-- Begin Dataset records --

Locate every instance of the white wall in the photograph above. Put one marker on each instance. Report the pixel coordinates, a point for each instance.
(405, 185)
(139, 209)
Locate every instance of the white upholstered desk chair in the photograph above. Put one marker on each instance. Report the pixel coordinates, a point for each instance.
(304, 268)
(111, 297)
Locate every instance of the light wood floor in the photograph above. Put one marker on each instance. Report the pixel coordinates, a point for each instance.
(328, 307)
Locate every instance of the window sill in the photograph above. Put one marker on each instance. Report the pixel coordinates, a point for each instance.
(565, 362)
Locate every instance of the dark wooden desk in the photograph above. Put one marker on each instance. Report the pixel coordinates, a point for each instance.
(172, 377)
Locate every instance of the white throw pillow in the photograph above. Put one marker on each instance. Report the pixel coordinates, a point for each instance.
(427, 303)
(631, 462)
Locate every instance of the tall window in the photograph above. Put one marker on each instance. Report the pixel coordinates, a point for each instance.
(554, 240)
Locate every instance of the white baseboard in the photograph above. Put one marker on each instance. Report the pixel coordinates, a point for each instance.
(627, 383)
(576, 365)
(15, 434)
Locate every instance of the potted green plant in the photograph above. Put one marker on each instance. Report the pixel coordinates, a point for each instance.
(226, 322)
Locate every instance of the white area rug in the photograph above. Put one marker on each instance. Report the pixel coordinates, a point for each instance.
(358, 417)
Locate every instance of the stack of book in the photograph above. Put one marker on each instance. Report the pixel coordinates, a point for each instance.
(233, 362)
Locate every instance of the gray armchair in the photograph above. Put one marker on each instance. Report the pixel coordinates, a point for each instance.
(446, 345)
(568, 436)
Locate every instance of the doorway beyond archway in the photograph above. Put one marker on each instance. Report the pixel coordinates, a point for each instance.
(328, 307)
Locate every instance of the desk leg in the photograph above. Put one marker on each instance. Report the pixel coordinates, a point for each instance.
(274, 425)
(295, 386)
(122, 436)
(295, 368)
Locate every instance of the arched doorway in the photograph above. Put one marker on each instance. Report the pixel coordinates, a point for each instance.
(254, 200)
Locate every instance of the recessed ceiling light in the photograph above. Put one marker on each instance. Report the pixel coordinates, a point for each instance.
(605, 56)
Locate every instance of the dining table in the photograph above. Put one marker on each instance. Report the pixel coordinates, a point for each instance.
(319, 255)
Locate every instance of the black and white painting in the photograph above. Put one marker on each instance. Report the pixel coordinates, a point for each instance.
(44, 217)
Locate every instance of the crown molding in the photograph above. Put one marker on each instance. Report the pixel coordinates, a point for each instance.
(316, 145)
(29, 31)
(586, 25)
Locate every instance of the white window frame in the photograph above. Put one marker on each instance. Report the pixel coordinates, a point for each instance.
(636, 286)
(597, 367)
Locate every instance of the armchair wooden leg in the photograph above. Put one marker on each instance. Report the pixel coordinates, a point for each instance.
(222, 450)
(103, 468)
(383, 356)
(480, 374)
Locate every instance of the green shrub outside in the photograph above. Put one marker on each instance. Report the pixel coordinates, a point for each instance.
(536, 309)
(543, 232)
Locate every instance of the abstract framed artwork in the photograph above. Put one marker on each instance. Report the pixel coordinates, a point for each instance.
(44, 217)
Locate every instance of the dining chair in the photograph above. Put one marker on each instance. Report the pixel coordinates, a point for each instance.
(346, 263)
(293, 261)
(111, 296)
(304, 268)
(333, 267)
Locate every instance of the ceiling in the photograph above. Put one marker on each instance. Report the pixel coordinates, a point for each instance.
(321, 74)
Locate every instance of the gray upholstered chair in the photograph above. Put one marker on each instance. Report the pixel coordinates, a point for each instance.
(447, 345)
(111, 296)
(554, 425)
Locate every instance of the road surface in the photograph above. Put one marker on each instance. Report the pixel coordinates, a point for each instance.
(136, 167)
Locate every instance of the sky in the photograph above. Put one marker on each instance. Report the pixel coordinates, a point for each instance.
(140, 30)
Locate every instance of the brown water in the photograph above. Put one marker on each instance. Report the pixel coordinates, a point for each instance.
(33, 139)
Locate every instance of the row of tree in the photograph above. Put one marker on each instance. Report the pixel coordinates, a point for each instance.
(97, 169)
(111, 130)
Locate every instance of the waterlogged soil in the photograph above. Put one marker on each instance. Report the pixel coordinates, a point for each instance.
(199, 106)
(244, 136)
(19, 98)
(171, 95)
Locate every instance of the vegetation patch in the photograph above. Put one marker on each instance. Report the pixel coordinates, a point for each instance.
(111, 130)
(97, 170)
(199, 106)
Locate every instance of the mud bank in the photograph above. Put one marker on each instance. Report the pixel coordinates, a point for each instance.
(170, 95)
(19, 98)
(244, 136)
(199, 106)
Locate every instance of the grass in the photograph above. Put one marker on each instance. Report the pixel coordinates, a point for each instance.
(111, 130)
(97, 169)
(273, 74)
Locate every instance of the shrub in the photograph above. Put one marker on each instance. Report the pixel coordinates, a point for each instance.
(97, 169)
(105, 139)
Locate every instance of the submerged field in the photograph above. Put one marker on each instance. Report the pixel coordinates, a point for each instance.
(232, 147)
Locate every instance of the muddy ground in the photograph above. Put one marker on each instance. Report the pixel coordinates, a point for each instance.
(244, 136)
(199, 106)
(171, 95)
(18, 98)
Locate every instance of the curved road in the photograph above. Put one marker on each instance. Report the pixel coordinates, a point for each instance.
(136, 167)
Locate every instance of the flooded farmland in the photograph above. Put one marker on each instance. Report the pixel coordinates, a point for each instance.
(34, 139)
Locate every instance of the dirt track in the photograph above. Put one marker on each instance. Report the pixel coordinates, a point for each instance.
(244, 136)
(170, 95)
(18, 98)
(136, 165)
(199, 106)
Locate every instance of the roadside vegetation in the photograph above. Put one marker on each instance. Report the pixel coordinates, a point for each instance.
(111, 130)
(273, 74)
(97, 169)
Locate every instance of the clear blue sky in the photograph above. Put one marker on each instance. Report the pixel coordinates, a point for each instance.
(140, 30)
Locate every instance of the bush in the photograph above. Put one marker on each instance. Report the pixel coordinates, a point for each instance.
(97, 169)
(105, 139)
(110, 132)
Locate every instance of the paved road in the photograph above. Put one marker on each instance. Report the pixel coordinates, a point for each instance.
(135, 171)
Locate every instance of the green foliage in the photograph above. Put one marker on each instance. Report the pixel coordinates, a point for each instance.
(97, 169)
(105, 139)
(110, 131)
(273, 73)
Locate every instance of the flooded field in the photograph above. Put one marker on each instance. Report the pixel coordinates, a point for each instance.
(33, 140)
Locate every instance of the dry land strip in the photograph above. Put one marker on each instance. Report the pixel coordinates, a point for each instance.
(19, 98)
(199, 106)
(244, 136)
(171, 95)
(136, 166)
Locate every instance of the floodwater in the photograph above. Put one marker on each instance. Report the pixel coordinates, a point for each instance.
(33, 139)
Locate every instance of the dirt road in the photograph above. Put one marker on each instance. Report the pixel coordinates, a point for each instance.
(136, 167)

-- End Dataset records --

▸ Required work
Reproduce all of the data above, substituting "pin" for each occurrence of "marker" and leaving every other part unchanged.

▸ Written solution
Locate every instance of the white wall in the photograph above. Put one pin on each instance. Report the pixel coordinates, a point for each instance.
(405, 185)
(139, 209)
Locate every instance of the white upholstered desk chair in the photograph above. Put one pin on each instance. Report the pixel coordinates, a point for each instance.
(304, 268)
(111, 297)
Locate every instance of the light wood floor in the photograph above. Put one pin on each instance. Report the pixel coordinates, a point for each instance.
(328, 307)
Locate every instance of the window sill in the photograph above. Put one pin on each instance. Report the pixel coordinates, a point for each instance.
(565, 362)
Locate every instance of the dark wooden desk in the photograph above. Put one pin on each instance. Report the pixel coordinates, a point for each instance.
(172, 377)
Locate every instance of the white throw pillow in the photograph above. Put one pin on each instance. Report the pixel coordinates, a point for each instance.
(427, 303)
(631, 462)
Locate every instance of the tall window in the photograph above. Put one pin on each instance. Report the pixel coordinates, a point for each instance.
(554, 240)
Locate every instance of the white baseboard in the photograph above. Put one pin on each instance. Report the pixel coordinates, a point for each instance.
(627, 383)
(576, 365)
(15, 434)
Locate every instance of the potted green plant in the photograph above. Put one pin on each instance. Report the pixel coordinates, a point for each instance.
(226, 322)
Locate every instance of the white area rug in the photograph above. Put one pin on each instance. Report the pixel coordinates, a point for each instance.
(358, 417)
Locate every instance of the stack of book in the photograph above. Put one pin on each instance. Report the pixel coordinates, a point for each instance.
(233, 362)
Locate every instance of the gray armchair in the photograph above. Put one pin on each instance. Report the pixel coordinates, a point for each instance.
(446, 345)
(568, 436)
Locate every instance of the doorway beyond archway in the photograph above. Put one pin on each instance. Report the pixel coordinates, a point for each instance.
(328, 307)
Locate every instance of the desk leg in the photograph above. Put one pin on each instance. Report the pixel coordinates, a point for each instance.
(274, 425)
(295, 386)
(122, 436)
(295, 368)
Locate every instance of the arched doorway in the photograph above. Put one pin on each instance. Report the pixel coordinates, a point for each instance.
(254, 200)
Locate every instance of the recessed ceiling light in the photograph above. Put one pin on each instance. Report the pixel coordinates, a point for each instance.
(605, 56)
Locate every instance of the dining table in the photograph above. Put one pin on each instance. Report the pixel coordinates, a point for each instance.
(319, 255)
Locate every instance of the black and white painting in the photograph above. Put one pin on each instance. Report the pixel coordinates, a point for each instance.
(44, 217)
Locate every instance of the crown molding in the photograph above. Put one pin on each instance. Report the pixel coordinates, a point for each instance.
(316, 145)
(29, 31)
(586, 25)
Locate every instance of the white window frame in the photograph above. Put one pin on each instance. Report the pixel coordinates, a point for each instance.
(636, 286)
(597, 367)
Locate every instance of the armchair wooden leg in the photograph above. Put one pin on each instance. Report the pixel coordinates, a point for each instance.
(222, 450)
(103, 468)
(383, 356)
(480, 374)
Locate every instance of the green shrub outside in the photograph above. Put one pin on each instance. Report the pixel coordinates, a point for each instance.
(536, 309)
(543, 232)
Locate every instance of the abstract framed artwork in the photograph above. Put one pin on each instance. Report the pixel coordinates, a point for each instance.
(44, 217)
Locate every instance of the dining chair in the photograph above. Put one pin on each instance. Report the pixel coordinates, a point for each instance.
(346, 263)
(293, 261)
(111, 296)
(304, 268)
(333, 267)
Locate every instance of the ceiling in the photograph above. Put one pin on each instance. Report the pixel coordinates, a point for each instance.
(321, 74)
Locate every instance of the gray upholstered chair in the photograph above. Put one pin on each instance. Report the pixel coordinates, a point for each instance.
(447, 345)
(111, 296)
(554, 425)
Locate every instance of the road surface in the photograph above. Put one pin on each instance. Report the pixel coordinates, a point for each instance.
(136, 167)
Locate every instance of the sky in the photograph above. Put one pin on each instance. Report the pixel coordinates, a point for each instance.
(140, 30)
Locate every instance of the brown water in the photograph above. Put one pin on each instance. Report the pixel coordinates, a point for each instance.
(33, 139)
Locate every instance of the row of tree in the photograph above. Put one pin on each instance. Report the pixel coordinates, a point for each instance.
(97, 169)
(111, 130)
Locate every instance of the waterlogged soil in the photograph above. Put one pin on each instance. Report the pixel coordinates, a point for each instance.
(199, 106)
(244, 136)
(19, 98)
(171, 95)
Locate every instance of the vegetation patch in the photograph above. Put one pin on each instance. Report the pixel coordinates, a point for each instance.
(111, 130)
(97, 170)
(199, 106)
Locate every instance of the mud bank in the photograph above. Put one pin on each instance. Report the pixel coordinates, a point for each instance.
(170, 95)
(19, 98)
(244, 136)
(199, 106)
Locate every instance of the grass in the photograph above. Put one pin on each instance. Report the pixel coordinates, a point for each instance.
(111, 130)
(97, 169)
(273, 74)
Locate every instance of the shrub in the photograph above. Put one pin on each instance. Report the pixel coordinates, a point for each instance.
(97, 169)
(105, 139)
Locate every instance of the submerged field in the photograph above. Put one pin on each instance. Report the pixel coordinates, a point for each instance.
(232, 147)
Locate every instance of the muddy ground in the photograph above. Put one pin on each instance. Report the pixel coordinates, a point for each instance.
(244, 136)
(199, 106)
(171, 95)
(18, 98)
Locate every instance of the curved road in the photograph above. Put one pin on each instance. Report the pixel coordinates, a point for each instance.
(136, 167)
Locate every instance of the flooded farmland in the photograph above. Put one pin on each instance. Report the pixel coordinates, a point for each instance.
(34, 139)
Locate every instance of the dirt track in the photograph above. Put one pin on each instance. Report the pixel coordinates, a point for each instance.
(244, 136)
(170, 95)
(18, 98)
(136, 165)
(199, 106)
Locate every instance of the roadside vegetation in the photograph above. Put one pin on each instance. Report the pixel coordinates, a point for each instance.
(111, 130)
(273, 74)
(97, 169)
Locate every instance of the clear blue sky in the photograph above. Put one pin on each instance. Report the pixel coordinates, a point for each instance.
(140, 30)
Locate every instance of the bush in the photograph above. Put one pin on each instance. Report the pixel coordinates, a point for each instance.
(97, 169)
(105, 139)
(110, 132)
Locate every instance of the paved road in the photograph above. Put one pin on each instance. Report the pixel coordinates, a point for each instance.
(135, 171)
Locate every instance of the green foliage in the photograph above. Put one pin on each instance. Report the pixel coordinates, a point for each instance.
(97, 169)
(105, 139)
(110, 131)
(273, 73)
Locate every instance of the flooded field in the photograph above. Put one pin on each instance. Report the pixel coordinates, a point for each instance.
(33, 140)
Locate every instance of the dry land strip in the photograph above. Put one pin on each instance. Report the pixel coordinates, a point for each instance.
(19, 98)
(199, 106)
(244, 136)
(171, 95)
(136, 166)
Locate every instance of the floodwater in the photograph above. Put one pin on each instance. Report the pixel coordinates, a point for each instance.
(33, 139)
Locate every instance of the dirt road in the photograph above. Put one pin on each instance. Report the pixel coordinates, a point for each instance.
(136, 167)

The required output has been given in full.